> Task instructions
Every line in the data must be transcribed exactly.

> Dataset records
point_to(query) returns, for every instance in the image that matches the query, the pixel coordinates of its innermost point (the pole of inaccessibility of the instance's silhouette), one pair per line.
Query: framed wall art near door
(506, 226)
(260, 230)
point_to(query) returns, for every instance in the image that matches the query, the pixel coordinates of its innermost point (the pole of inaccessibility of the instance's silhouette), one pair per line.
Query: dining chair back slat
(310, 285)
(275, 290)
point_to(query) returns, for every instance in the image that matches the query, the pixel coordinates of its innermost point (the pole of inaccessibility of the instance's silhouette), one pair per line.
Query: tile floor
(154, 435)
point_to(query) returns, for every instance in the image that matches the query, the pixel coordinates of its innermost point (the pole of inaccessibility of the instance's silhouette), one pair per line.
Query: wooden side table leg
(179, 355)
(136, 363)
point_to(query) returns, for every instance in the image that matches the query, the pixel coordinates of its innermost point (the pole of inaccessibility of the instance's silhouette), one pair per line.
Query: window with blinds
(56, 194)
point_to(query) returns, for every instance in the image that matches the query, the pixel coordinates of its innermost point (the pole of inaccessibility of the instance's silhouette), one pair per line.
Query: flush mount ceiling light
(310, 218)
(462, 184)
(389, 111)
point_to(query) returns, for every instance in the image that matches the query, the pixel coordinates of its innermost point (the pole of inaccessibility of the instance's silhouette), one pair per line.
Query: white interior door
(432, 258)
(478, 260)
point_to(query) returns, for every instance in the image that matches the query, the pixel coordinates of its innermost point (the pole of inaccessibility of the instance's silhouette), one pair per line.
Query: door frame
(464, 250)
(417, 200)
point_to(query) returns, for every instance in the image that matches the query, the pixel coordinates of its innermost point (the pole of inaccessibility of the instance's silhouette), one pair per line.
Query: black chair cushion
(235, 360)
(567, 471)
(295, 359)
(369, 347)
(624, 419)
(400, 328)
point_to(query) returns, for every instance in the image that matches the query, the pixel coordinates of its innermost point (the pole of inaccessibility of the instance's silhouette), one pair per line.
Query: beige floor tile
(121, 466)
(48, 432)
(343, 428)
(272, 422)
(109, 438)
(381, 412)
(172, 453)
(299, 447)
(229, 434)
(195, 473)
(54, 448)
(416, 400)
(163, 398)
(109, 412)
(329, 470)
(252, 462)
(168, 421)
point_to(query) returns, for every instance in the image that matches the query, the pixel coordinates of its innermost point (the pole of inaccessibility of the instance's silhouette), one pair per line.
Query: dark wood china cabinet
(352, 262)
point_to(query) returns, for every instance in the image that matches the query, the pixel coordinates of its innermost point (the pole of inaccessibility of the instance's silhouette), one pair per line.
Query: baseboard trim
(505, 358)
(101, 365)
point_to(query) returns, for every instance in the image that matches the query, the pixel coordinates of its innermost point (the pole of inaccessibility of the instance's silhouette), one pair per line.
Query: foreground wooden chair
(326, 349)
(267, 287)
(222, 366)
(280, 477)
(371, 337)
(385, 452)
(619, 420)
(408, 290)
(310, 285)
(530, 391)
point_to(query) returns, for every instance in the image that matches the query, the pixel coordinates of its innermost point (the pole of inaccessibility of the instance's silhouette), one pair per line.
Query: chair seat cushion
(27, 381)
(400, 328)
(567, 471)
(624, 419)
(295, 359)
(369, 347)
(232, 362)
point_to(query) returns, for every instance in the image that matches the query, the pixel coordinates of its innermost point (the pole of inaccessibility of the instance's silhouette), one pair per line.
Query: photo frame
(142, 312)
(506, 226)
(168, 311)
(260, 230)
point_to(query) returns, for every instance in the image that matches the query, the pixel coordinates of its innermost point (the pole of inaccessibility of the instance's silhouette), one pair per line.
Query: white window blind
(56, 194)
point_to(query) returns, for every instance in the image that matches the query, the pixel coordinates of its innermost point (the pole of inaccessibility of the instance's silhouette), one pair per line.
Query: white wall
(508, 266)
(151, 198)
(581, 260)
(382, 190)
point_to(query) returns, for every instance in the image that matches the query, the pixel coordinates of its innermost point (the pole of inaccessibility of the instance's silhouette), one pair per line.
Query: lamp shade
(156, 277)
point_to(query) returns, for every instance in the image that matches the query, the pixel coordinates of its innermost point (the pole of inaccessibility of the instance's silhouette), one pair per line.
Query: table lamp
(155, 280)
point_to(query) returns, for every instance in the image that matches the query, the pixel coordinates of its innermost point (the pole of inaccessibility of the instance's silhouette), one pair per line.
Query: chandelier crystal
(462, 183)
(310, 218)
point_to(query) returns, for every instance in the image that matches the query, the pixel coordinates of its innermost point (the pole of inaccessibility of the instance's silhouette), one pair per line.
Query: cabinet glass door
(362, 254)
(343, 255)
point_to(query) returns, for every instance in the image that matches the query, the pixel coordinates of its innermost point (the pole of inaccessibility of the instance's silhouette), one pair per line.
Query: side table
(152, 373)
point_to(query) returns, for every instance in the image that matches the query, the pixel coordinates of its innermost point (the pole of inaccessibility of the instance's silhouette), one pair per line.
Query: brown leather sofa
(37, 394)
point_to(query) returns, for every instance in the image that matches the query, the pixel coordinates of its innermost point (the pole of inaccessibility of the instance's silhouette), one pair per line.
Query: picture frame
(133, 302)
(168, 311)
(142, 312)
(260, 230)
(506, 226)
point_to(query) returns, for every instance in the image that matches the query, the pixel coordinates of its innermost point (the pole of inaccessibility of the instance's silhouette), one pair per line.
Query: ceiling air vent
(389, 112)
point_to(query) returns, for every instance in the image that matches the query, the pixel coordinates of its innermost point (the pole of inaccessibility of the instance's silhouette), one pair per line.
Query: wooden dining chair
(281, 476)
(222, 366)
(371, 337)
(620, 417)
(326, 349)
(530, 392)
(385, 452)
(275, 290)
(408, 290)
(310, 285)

> Output for this exercise
point_to(query) returns, for every instance in the image that matches the query, the pixel coordinates of its innermost point (the pole of inaccessibility of the instance's silhouette), one pair per line.
Query: framed wall art near door
(506, 226)
(260, 230)
point_to(query) returns, for every instance in the image that matches the query, the pixel coordinates of its innermost point (the pole of inaccessibility of the instance's silhouette), one pair per line.
Query: dining chair back slat
(310, 285)
(275, 290)
point_to(query) returns, for every instance in the image that matches the query, the pixel coordinates of its innermost point (the pole of inaccessibility of the instance's silhouette), one pair per line.
Query: tile floor
(154, 435)
point_to(query) returns, for every instance in the image that matches the query, the pixel coordinates of its innermost point (the pole of inaccessibility of the instance's silhouette), one pair per line.
Query: wooden side table leg
(179, 355)
(136, 363)
point_to(query) returns, for every instance in the image that matches the query, the pixel coordinates of its innermost point (the pole of inaccessibility of the instance's silhouette), one pair per line.
Query: window with blinds
(56, 194)
point_to(query) returns, for every instance in the image that matches the query, the pixel coordinates of its innermost point (the pole of inaccessibility of the instance's silhouette), one pair per line.
Query: flush mount ceiling light
(310, 218)
(462, 184)
(389, 111)
point_to(query) returns, for every instance in the image that matches the query, the pixel coordinates of its innermost point (the pole of inaccessibility of the instance's silhouette), one pair per line.
Query: white interior door
(432, 258)
(478, 260)
point_to(query) returns, for every instance in the image that matches the query, the pixel coordinates of its innermost point (the pole of inaccessibility of the instance's silhouette), one pair per line.
Query: door frame
(464, 250)
(417, 200)
point_to(query) returns, for every instance in the image that matches the query, the pixel coordinates of its innermost point (the pole of inaccessibility of the instance's silhouette), one pair per line.
Query: black chair cushion
(235, 360)
(567, 471)
(295, 359)
(369, 347)
(624, 419)
(400, 328)
point_to(query) returns, for every instance in the image that matches the query, the pixel coordinates of its innermost point (the pole of inaccessibility of the instance's silhouette), one pair per line.
Query: beige floor tile
(121, 466)
(48, 432)
(343, 428)
(272, 422)
(109, 438)
(381, 412)
(172, 453)
(299, 447)
(229, 434)
(195, 473)
(54, 448)
(416, 400)
(163, 398)
(109, 412)
(329, 470)
(252, 462)
(168, 421)
point_to(query) returns, for every instance in the image that matches the query, the pixel coordinates of its innermost point (the pole of inaccessibility of the instance's silhouette), one pair per line.
Query: dark wood china cabinet
(352, 262)
point_to(query) returns, for every instance in the image that matches the query, the pixel coordinates of its innermost point (the pole of inaccessibility of the instance's silhouette), one pair per line.
Query: baseboard trim
(505, 358)
(101, 365)
point_to(query) returns, for every instance in the image that matches the query, the pixel coordinates of its innermost point (the pole of inaccessibility of the instance's silhouette), one pair per line.
Query: foreground wooden chair
(326, 349)
(267, 287)
(222, 366)
(280, 477)
(371, 337)
(385, 452)
(619, 420)
(408, 290)
(310, 285)
(530, 391)
point_to(query) returns, for every instance in the image that matches the query, the pixel coordinates of its innermost point (the pole of inaccessibility of the instance's silhouette), one pair per line.
Query: chair seat cushion
(27, 381)
(400, 328)
(567, 471)
(624, 419)
(295, 359)
(369, 347)
(232, 362)
point_to(query) returns, for every instance in the image that matches the query, the pixel coordinates of its innermost point (the pole of inaccessibility of the instance's silhouette), one pair per line.
Query: photo frame
(142, 312)
(506, 226)
(168, 311)
(260, 230)
point_to(query) returns, for every instance in the image that matches the query, the pixel coordinates of its innermost point (the pole of inaccessibility of the instance's silhouette), one pair per line.
Query: white window blind
(56, 194)
point_to(query) returns, for every instance in the image that matches the query, the pixel coordinates of its innermost point (the pole of inaccessibility of the instance's silhouette), one pair per line.
Query: white wall
(508, 266)
(151, 198)
(581, 260)
(382, 190)
point_to(query) returns, for every instance in the image that matches the query, the pixel coordinates of its innermost point (the pole of inaccessibility of the instance's silhouette), one pair per line.
Query: lamp shade
(156, 277)
point_to(query) returns, for every instance in the image that matches the query, the pixel coordinates of its innermost point (the pole of inaccessibility of the instance's silhouette), one pair per line.
Query: table lamp
(155, 280)
point_to(query) returns, for every instance in the image that matches the query, the pixel coordinates of its innermost point (the pole of inaccessibility of the instance's silhouette), one pair per line.
Query: chandelier crystal
(462, 183)
(310, 218)
point_to(query) returns, for every instance in the image that matches the query, the pixel coordinates of its innermost point (the pole of inaccessibility of the instance's silhouette), one pair per line.
Query: cabinet glass door
(362, 254)
(343, 255)
point_to(query) returns, for every instance in the image that matches the query, the pixel coordinates of its innermost point (the pole of inaccessibility of the instance's silhouette), one pair per line.
Query: side table
(152, 373)
point_to(query) returns, for every instance in the image that matches the query, the pixel coordinates of its innermost point (the pole of inaccessibility of the instance's silhouette), one pair per line.
Query: brown leather sofa
(37, 394)
point_to(query) returns, for every instance in the image that matches the query, the pixel coordinates of its innermost point (the pole of inaccessibility of the instance's silhouette), one pair per line.
Query: picture frame
(133, 302)
(168, 311)
(142, 312)
(260, 230)
(506, 226)
point_to(query) returns, for every instance in the image that matches the query, the pixel coordinates of its innermost point (the pole of inaccessibility of the instance's silhouette), one pair per line.
Query: ceiling air vent
(389, 112)
point_to(query) returns, for every instance in the image that matches the query, the pixel coordinates of its innermost point (the pole of inaccessibility of the instance's silhouette), one pair per line.
Query: wooden dining chair
(281, 476)
(222, 366)
(371, 337)
(620, 417)
(326, 349)
(530, 392)
(385, 452)
(275, 290)
(408, 290)
(310, 285)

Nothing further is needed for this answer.